Coordinate annotation entries

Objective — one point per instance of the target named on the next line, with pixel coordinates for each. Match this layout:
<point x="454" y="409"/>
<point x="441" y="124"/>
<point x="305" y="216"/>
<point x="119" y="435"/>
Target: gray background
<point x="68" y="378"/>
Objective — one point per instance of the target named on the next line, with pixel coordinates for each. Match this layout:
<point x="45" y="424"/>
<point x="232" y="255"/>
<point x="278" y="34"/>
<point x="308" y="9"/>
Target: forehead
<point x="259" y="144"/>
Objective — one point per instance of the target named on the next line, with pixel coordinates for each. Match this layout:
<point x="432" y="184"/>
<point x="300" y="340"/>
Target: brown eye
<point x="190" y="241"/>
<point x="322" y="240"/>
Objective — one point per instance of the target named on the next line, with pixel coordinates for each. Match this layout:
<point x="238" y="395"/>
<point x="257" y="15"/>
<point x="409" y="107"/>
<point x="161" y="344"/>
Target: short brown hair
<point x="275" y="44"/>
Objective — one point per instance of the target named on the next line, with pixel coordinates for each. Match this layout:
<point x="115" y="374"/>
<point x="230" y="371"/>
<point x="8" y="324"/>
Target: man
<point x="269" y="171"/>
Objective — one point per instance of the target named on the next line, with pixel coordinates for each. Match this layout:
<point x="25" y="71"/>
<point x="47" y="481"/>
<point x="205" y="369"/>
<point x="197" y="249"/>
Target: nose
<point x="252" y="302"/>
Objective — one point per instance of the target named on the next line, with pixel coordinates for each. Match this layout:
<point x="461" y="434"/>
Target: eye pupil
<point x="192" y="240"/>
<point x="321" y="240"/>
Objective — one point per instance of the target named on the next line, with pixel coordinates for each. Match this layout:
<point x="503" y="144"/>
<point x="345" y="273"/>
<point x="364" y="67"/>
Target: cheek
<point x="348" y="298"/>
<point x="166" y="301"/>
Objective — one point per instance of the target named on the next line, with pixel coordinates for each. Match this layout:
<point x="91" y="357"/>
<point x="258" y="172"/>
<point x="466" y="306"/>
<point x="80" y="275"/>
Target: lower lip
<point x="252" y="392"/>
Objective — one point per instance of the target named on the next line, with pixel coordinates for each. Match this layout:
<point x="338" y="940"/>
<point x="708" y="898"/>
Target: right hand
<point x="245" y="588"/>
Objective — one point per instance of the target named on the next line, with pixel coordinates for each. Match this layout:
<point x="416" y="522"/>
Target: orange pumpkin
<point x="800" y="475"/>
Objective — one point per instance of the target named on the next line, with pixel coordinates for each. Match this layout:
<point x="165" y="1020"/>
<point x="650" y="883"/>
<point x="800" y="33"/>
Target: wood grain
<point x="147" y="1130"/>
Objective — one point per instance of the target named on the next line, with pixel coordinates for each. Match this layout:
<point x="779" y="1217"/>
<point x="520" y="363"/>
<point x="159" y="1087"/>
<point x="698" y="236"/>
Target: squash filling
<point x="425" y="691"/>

> **EXERCISE OBJECTIVE**: Repeat the entries exactly, all of them.

> **REPLY**:
Objective — one point per instance of the target named on the next line, with pixel coordinates for each. Match this layout:
<point x="454" y="409"/>
<point x="441" y="124"/>
<point x="305" y="216"/>
<point x="119" y="435"/>
Target: gray background
<point x="68" y="378"/>
Objective — one point per instance of the target named on the next line, with pixel coordinates for each. Match this layout:
<point x="45" y="424"/>
<point x="232" y="255"/>
<point x="278" y="34"/>
<point x="308" y="9"/>
Target: forehead
<point x="259" y="144"/>
Objective — one point per instance of the target named on the next line, with pixel coordinates for each. Match this layout:
<point x="432" y="184"/>
<point x="300" y="340"/>
Target: brown eye
<point x="190" y="241"/>
<point x="322" y="240"/>
Objective — one point per instance of the target named on the next line, with pixel coordinates for each. Match this layout:
<point x="238" y="395"/>
<point x="257" y="15"/>
<point x="409" y="107"/>
<point x="161" y="344"/>
Target: short brown hair
<point x="275" y="44"/>
Objective — one point per instance of the target named on the next line, with pixel coordinates for each. Match this layout:
<point x="115" y="374"/>
<point x="230" y="371"/>
<point x="8" y="324"/>
Target: man
<point x="269" y="171"/>
Objective — one point per instance of the target named on the next line, with pixel coordinates for each. Match this layout:
<point x="25" y="71"/>
<point x="47" y="481"/>
<point x="205" y="369"/>
<point x="197" y="249"/>
Target: nose
<point x="252" y="302"/>
Objective — one point per instance of the target named on the next line, with pixel coordinates for each. Match this layout:
<point x="461" y="434"/>
Target: eye pupil
<point x="192" y="240"/>
<point x="321" y="240"/>
Objective — one point per instance of the target named on the next line, with pixel coordinates for each. Match this layout:
<point x="503" y="144"/>
<point x="345" y="273"/>
<point x="364" y="67"/>
Target: cheek
<point x="348" y="298"/>
<point x="166" y="301"/>
Objective — one point per instance of the target named on the next line, with pixel coordinates for each. Match this layout:
<point x="91" y="357"/>
<point x="258" y="172"/>
<point x="466" y="306"/>
<point x="80" y="275"/>
Target: lower lip
<point x="252" y="392"/>
Objective — one point per instance of the target named on the next line, with pixel coordinates for each. Match this layout:
<point x="338" y="940"/>
<point x="708" y="898"/>
Target: right hand
<point x="245" y="588"/>
Objective — one point per instance of the target named on the next line, with pixel coordinates for each. Match this layout:
<point x="416" y="522"/>
Target: orange pumpkin
<point x="800" y="475"/>
Objective — one point per instance of the target named on the next line, with pixel coordinates for each. Match this layout:
<point x="165" y="1020"/>
<point x="650" y="883"/>
<point x="800" y="33"/>
Target: wood grain
<point x="147" y="1130"/>
Objective — one point per instance of the target named on the next line, with pixel coordinates for each. Match this layout:
<point x="779" y="1217"/>
<point x="520" y="363"/>
<point x="159" y="1087"/>
<point x="698" y="236"/>
Target: squash filling
<point x="425" y="691"/>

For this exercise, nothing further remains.